# [Excerto do documento]
____

A posição do país de sua majestade no seio da Europa foi sempre polémica, mas esta é uma questão que promete vir a complicar os esforços de saída da crise europeia num momento em que se cumprem os 40 anos da adesão do Reino Unido às Comunidades europeias. À medida que as instituições e os mercados pressionam no sentido de uma integração mais aprofundada e até do federalismo que está a fazer o seu trajeto na área bancária e orçamental/fiscal, as reações centrífugas também se multiplicam, alimentadas por visões ultra-utilitaristas dos custos e benefícios de fazer parte de uma Europa política. O pragmatismo da posição britânica foi sempre olhado de soslaio pelos sócios europeus, e pela França e Alemanha em primeiro lugar, que foram tolerando as exceções impostas por Londres na área social, Schengen e moeda única designadamente, e acederam a assinar o chamado cheque britânico para ressarcir o Reino Unido da política agrícola comum.

____

# [Objetivo 1]
Responde a estas perguntas sobre o excerto acerca do Reino Unido na Europa:
(a) Quantos anos se cumprem da adesão do Reino Unido às Comunidades europeias?
(b) Que dois países são referidos como os primeiros a olhar de soslaio o pragmatismo da posição britânica?
(c) Para que serve o chamado cheque britânico?
# [Objetivo 2]
Determina quantas linhas das entradas contêm a palavra "below", distinguindo maiúsculas de minúsculas, e indica apenas esse número.
As entradas não têm qualquer relação com o excerto.

# [Material do exercício]
____

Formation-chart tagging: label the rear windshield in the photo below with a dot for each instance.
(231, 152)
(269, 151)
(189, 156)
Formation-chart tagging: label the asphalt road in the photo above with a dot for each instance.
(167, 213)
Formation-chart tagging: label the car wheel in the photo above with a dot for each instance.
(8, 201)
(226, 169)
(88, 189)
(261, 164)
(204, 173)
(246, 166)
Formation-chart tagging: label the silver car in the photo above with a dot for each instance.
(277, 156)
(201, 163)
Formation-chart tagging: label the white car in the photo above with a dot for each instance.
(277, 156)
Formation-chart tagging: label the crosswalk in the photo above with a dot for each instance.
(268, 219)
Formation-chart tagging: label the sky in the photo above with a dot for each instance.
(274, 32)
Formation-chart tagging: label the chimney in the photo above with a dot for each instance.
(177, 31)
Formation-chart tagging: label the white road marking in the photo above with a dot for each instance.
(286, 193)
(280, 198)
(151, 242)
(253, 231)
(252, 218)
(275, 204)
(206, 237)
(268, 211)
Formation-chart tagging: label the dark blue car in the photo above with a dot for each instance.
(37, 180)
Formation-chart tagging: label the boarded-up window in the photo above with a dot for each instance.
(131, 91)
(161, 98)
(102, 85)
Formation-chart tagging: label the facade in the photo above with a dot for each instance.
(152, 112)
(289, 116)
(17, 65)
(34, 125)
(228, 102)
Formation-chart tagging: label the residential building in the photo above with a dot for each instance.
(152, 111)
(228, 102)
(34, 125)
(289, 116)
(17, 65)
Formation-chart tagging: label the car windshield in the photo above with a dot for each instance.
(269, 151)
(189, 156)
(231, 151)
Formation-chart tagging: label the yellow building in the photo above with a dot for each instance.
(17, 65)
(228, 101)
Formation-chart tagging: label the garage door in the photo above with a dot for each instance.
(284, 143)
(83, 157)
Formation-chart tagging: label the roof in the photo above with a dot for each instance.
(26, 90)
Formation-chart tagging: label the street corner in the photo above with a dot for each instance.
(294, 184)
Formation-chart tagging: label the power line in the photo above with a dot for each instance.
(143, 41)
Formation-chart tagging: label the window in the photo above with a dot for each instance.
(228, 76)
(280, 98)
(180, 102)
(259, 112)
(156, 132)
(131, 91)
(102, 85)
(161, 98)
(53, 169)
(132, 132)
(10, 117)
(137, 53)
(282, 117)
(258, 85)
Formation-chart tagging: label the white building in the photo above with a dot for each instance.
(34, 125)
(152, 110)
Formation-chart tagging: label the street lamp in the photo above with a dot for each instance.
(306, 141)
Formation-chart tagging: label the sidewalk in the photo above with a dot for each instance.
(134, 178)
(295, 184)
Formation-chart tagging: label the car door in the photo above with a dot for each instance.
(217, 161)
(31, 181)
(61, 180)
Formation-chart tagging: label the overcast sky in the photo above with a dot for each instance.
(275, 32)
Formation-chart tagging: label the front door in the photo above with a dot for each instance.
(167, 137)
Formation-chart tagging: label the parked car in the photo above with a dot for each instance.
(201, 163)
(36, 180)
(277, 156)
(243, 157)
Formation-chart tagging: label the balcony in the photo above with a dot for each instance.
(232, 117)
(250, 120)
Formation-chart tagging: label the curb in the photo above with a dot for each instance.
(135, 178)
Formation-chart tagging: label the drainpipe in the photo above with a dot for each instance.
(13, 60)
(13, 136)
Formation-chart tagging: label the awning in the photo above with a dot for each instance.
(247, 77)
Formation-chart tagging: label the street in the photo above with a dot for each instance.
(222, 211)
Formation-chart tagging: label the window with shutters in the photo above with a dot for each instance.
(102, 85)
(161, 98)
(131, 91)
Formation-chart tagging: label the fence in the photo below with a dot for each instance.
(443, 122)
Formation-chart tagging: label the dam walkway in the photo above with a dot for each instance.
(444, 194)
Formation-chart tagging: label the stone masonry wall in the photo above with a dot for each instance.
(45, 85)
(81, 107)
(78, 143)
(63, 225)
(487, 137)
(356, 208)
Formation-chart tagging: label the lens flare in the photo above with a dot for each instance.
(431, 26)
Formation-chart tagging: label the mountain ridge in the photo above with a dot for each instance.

____

# [Resultado do exercício 1]
(a) 40 anos.
(b) A França e a Alemanha.
(c) Para ressarcir o Reino Unido da política agrícola comum.

# [Resultado do exercício 2]
2